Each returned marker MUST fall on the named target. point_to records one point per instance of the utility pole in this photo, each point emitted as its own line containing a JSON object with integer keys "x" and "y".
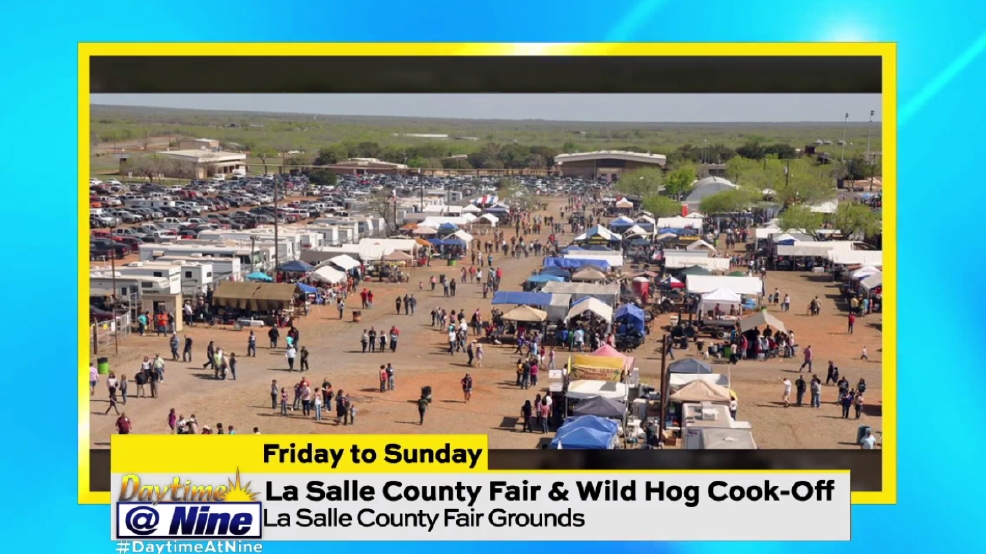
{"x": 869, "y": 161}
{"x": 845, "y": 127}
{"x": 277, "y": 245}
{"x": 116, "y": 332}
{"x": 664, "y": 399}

§ §

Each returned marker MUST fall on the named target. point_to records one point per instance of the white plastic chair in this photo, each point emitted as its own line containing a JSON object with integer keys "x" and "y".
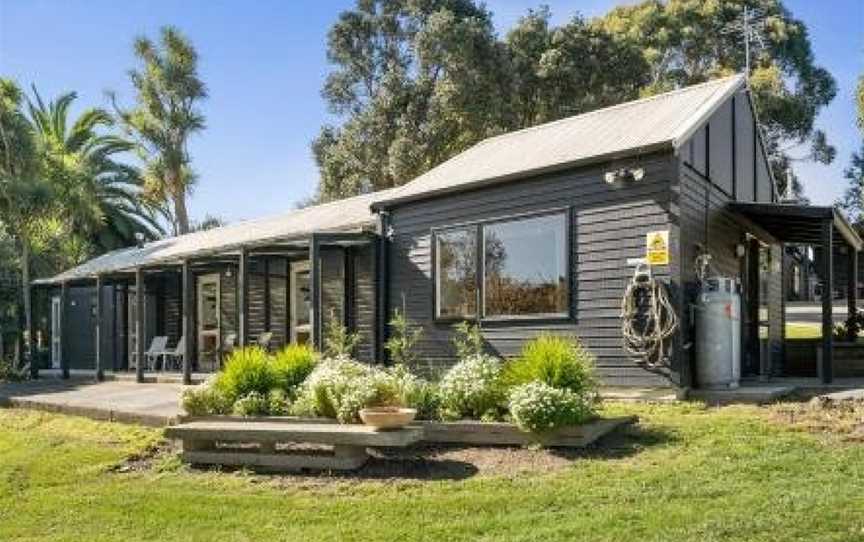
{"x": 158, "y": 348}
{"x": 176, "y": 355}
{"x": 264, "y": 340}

§ §

Instruction:
Pull out each line in the material above that contains the string "object". Uppercase and lowercase letters count as different.

Task response:
Each returned marker MUST fall on the named target. point_to records one point per instance of the utility pole in this photo, each point emitted as its own line containing a JSON object with integer keys "x" and "y".
Each returned marker MUST fall on the named target. point_to records one point per instance of the white plastic chair in this photo, each point emitted as its own line containing a JSON object with integer keys "x" and "y".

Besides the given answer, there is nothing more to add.